---- Record excerpts

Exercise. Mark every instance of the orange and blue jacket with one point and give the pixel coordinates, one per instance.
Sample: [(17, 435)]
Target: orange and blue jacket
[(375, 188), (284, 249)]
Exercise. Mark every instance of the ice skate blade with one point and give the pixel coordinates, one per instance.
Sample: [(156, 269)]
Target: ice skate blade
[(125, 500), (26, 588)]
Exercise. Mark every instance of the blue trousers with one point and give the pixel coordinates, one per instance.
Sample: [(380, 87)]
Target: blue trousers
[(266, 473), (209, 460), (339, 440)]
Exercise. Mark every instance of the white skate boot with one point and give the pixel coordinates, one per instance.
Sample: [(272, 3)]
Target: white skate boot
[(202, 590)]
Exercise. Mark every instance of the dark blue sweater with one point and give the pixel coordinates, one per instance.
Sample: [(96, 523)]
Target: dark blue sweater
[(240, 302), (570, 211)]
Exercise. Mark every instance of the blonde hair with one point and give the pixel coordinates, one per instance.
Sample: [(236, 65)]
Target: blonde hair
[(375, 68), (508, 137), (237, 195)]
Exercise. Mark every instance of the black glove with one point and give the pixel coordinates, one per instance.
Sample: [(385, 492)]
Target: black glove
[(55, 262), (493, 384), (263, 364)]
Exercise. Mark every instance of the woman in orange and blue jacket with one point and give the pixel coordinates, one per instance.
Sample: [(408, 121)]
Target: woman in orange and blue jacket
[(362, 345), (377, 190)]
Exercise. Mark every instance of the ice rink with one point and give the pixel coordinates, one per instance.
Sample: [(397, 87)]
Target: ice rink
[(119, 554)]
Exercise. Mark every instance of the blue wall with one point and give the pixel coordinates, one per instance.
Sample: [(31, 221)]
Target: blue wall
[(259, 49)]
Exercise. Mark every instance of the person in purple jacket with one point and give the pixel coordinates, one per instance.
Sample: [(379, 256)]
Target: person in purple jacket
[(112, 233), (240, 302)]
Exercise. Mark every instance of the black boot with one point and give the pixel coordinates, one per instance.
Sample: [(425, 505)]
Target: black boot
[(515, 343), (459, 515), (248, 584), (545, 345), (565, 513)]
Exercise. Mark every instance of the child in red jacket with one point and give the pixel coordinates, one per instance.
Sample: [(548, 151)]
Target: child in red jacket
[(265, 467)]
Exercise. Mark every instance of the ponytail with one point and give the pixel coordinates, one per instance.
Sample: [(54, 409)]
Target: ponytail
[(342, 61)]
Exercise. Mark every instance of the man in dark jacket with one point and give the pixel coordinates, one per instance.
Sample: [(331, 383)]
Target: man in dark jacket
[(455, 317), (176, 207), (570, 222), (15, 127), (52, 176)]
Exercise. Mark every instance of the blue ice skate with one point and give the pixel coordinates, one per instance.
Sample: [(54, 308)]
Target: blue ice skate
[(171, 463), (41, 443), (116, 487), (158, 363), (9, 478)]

--------

__Goal__. Scale the data starting at the line that contains "Exercise. Mark every instance of the blue ice" and ending at the end of the data, writing every line out again with the requests included. Multiply each coordinate in the answers by 2 and round to whole numbers, halves up, but leave the sample coordinates as they are.

__Reply to the task__.
Exercise. Mark every instance of the blue ice skate with one point and give the pixel coordinates, one per instance.
Sample: [(54, 308)]
Target: blue ice skate
[(342, 926), (82, 886), (232, 974), (316, 726), (18, 956)]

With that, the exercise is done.